*Task to carry out:*
How many lines of the entries below include the word "shorts"? Answer with the number alone.

*Stored data entries:*
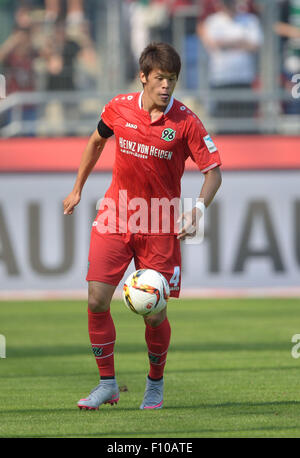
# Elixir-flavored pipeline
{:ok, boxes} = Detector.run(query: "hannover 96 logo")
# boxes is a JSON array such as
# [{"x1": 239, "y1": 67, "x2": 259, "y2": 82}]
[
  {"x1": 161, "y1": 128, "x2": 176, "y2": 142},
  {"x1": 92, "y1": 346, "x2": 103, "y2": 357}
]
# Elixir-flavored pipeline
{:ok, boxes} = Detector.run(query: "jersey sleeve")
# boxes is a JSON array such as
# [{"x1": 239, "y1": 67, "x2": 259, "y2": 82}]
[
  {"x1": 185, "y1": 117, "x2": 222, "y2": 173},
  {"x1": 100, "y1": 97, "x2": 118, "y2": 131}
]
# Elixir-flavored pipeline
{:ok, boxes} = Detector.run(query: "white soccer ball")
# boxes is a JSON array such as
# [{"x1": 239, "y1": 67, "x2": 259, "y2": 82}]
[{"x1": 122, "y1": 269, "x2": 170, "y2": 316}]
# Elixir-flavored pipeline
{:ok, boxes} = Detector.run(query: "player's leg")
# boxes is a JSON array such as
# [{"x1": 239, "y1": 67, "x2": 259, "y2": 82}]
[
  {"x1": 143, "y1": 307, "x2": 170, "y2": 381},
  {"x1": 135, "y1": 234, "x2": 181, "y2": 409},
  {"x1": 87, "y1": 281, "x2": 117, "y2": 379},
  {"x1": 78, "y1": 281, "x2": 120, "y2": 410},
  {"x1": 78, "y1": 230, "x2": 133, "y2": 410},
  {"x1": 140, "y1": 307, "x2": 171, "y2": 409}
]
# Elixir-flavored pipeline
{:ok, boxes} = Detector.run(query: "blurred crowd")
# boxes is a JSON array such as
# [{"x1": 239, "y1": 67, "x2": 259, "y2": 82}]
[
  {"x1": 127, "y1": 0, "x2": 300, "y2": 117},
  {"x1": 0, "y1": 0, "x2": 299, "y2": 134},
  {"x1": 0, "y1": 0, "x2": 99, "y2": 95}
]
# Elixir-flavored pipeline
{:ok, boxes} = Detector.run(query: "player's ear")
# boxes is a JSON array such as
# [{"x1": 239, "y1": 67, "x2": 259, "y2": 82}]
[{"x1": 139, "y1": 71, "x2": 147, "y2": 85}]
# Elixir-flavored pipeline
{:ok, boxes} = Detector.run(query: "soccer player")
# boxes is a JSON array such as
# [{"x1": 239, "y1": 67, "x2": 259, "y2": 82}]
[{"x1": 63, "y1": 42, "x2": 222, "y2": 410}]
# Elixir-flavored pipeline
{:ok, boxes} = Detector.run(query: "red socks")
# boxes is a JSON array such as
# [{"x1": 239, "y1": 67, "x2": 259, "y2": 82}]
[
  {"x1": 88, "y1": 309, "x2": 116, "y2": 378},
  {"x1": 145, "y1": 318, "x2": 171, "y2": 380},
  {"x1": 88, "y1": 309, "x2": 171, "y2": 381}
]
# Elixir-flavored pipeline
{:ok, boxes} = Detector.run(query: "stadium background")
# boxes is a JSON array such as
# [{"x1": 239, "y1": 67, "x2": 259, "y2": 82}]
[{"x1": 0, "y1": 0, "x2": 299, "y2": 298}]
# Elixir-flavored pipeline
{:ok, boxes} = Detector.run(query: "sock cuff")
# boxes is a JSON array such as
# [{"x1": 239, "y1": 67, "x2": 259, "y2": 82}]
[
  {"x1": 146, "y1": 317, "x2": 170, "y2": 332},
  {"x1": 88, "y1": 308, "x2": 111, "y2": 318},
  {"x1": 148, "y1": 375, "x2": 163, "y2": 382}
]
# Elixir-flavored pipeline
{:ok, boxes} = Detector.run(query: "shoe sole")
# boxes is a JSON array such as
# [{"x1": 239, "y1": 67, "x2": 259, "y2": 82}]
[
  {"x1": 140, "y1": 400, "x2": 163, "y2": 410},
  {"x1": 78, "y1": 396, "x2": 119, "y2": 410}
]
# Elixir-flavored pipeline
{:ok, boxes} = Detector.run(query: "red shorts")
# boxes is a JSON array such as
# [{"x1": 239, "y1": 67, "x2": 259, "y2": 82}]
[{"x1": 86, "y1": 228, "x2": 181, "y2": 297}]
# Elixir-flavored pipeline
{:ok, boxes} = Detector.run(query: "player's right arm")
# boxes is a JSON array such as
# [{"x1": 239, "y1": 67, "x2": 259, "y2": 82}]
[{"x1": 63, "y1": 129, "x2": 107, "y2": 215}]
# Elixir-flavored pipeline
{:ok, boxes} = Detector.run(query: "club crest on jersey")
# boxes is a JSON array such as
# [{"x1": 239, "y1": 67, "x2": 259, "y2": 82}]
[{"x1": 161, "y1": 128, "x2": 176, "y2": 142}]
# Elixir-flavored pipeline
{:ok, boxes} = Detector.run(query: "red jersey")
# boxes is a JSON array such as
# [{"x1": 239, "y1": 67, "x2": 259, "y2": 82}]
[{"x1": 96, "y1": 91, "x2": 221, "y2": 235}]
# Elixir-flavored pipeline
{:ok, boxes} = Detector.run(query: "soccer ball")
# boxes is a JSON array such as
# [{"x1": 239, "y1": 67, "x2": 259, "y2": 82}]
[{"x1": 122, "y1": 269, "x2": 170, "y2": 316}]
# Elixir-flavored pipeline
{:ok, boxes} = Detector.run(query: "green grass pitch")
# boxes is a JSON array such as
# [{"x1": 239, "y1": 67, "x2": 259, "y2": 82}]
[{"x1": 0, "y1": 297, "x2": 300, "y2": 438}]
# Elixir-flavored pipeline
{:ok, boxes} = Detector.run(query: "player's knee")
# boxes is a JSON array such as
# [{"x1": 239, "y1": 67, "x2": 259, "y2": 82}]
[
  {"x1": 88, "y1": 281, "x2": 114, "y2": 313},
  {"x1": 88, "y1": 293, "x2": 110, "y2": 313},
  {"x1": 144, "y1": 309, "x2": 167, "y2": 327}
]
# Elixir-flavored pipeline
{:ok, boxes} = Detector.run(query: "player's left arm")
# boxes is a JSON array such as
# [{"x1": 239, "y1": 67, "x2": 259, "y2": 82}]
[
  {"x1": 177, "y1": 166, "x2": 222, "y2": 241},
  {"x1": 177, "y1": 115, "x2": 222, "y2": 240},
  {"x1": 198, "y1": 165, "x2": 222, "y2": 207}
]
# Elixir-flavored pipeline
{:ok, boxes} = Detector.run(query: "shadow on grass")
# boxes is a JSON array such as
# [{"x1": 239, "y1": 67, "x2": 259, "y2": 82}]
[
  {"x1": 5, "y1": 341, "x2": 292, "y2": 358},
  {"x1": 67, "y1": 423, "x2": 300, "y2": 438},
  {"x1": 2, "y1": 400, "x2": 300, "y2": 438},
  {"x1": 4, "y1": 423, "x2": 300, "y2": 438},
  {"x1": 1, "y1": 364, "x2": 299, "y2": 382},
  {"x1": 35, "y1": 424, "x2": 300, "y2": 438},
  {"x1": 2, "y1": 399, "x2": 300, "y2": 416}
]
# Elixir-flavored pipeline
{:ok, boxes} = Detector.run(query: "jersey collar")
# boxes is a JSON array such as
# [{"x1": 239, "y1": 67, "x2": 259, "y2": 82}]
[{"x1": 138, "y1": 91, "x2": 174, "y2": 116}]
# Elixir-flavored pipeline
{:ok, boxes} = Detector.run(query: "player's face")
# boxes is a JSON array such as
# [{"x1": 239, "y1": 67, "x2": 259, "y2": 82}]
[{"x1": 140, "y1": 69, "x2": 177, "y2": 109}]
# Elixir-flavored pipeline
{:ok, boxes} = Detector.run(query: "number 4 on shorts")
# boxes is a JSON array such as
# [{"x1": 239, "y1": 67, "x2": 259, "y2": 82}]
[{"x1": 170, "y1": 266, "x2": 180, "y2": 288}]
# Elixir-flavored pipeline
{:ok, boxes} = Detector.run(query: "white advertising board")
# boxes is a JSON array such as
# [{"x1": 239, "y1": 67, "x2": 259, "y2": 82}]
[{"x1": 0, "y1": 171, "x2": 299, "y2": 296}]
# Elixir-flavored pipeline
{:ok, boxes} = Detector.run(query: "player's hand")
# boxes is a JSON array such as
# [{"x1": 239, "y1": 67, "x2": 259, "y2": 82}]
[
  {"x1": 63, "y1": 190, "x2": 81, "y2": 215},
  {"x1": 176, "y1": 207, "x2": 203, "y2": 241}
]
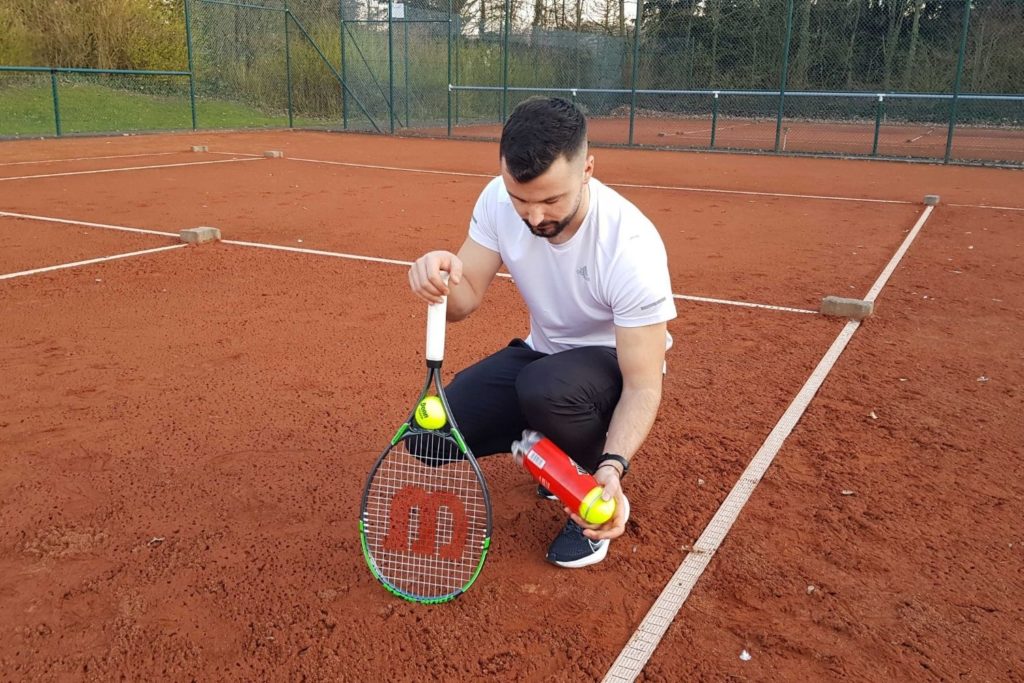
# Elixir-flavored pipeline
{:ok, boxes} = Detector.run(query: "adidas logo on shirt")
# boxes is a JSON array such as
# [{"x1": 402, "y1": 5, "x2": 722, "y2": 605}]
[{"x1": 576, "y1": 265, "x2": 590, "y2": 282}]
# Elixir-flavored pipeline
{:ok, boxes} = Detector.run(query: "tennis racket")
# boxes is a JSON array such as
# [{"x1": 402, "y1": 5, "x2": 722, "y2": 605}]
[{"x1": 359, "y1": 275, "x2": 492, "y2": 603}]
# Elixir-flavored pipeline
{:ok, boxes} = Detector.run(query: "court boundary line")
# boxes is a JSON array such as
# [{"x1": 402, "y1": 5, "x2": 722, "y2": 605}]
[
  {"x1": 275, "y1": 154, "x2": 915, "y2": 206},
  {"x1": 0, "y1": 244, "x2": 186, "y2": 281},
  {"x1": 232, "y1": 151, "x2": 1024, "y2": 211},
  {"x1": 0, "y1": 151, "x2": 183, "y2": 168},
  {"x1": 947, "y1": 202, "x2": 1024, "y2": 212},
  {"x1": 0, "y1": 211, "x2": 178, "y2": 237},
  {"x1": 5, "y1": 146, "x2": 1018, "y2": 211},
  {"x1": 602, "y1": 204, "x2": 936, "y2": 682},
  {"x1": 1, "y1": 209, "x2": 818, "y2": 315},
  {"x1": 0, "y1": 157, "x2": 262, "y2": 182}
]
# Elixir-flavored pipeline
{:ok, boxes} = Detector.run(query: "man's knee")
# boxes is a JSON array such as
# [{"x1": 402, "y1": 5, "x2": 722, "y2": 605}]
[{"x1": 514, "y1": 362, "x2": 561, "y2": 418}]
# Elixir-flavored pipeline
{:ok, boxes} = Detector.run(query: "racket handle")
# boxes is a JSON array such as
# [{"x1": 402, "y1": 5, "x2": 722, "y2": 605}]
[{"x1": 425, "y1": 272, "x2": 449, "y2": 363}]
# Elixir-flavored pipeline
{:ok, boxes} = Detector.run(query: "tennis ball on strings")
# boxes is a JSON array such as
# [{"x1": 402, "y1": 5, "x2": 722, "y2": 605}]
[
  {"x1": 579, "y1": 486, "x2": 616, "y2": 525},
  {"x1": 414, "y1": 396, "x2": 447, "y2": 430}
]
--
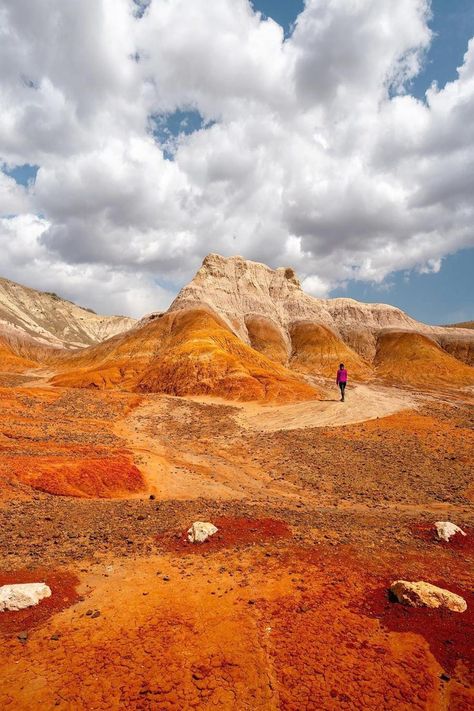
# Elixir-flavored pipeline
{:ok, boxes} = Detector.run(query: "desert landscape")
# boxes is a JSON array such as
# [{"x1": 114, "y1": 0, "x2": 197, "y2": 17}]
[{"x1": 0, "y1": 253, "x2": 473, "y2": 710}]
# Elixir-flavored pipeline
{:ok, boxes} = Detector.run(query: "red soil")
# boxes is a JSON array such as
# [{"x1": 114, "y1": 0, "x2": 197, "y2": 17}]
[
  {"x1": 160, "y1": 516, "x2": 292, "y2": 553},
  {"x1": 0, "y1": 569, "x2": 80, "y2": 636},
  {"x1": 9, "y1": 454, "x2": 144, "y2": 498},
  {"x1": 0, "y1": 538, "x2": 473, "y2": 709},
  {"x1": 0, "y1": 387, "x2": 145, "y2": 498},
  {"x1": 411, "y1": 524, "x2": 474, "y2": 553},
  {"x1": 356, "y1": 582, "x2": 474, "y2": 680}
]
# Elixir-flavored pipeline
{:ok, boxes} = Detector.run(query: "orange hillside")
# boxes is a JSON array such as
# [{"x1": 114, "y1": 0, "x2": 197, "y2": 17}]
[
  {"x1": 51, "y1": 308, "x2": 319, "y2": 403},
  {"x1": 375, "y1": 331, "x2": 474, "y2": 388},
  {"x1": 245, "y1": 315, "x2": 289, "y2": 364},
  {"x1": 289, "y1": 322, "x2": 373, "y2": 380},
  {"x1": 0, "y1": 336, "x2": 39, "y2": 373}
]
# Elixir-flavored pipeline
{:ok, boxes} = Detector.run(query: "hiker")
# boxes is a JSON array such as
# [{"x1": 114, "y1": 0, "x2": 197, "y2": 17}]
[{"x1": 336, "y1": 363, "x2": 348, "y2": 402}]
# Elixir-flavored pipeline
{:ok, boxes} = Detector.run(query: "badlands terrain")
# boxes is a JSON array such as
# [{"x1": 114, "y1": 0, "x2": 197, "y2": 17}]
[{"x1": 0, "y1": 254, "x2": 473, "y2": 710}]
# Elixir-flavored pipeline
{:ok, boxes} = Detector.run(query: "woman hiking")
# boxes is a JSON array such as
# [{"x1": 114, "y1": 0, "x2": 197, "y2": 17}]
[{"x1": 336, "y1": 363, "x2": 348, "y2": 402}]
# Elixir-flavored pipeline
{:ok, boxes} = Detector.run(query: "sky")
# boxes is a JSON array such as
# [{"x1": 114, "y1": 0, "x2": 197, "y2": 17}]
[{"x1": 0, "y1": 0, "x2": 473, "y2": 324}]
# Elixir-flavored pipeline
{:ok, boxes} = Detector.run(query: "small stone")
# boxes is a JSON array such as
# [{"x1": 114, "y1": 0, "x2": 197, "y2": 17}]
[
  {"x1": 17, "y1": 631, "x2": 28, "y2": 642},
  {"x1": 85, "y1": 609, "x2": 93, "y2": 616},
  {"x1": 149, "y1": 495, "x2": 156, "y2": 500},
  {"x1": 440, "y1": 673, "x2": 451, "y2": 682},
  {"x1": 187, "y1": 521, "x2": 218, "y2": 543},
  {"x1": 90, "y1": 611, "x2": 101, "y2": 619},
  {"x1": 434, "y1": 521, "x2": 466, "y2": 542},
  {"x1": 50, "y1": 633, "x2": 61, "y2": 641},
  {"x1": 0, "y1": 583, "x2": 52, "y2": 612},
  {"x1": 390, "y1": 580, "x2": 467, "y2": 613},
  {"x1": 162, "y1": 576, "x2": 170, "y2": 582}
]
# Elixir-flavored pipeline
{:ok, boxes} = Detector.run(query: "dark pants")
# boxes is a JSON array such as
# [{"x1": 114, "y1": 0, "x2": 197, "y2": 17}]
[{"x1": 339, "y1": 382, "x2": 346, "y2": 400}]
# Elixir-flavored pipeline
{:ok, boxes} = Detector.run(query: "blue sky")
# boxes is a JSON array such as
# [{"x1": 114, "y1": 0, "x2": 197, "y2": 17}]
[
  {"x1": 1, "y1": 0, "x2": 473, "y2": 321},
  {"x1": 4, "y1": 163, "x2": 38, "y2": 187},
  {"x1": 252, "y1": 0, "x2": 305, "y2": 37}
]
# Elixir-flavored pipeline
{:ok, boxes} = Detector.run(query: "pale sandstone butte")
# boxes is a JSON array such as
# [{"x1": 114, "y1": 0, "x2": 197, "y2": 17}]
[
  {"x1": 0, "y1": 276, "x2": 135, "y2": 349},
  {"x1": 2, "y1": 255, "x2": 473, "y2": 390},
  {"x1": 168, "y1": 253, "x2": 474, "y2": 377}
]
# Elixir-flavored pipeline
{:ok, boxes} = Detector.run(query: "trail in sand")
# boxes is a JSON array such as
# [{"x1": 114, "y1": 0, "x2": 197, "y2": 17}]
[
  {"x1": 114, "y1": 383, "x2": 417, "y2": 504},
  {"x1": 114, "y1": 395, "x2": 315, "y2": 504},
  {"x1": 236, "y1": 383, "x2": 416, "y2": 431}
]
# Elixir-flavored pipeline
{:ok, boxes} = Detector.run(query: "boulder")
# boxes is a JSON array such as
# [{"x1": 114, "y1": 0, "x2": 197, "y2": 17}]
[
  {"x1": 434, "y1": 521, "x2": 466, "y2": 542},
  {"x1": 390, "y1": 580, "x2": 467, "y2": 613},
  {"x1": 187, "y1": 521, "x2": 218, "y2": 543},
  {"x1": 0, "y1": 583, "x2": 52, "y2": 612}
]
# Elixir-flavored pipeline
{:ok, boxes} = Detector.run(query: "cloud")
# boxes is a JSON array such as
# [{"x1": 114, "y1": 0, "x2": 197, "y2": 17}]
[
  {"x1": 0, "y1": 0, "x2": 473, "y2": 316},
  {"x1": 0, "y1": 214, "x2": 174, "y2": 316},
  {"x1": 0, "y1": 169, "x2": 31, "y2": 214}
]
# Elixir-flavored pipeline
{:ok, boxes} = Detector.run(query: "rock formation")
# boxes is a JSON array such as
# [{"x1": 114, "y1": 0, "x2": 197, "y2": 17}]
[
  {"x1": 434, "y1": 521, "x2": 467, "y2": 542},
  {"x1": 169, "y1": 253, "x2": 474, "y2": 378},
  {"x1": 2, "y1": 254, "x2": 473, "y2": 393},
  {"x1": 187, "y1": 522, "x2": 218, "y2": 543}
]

*Task response:*
2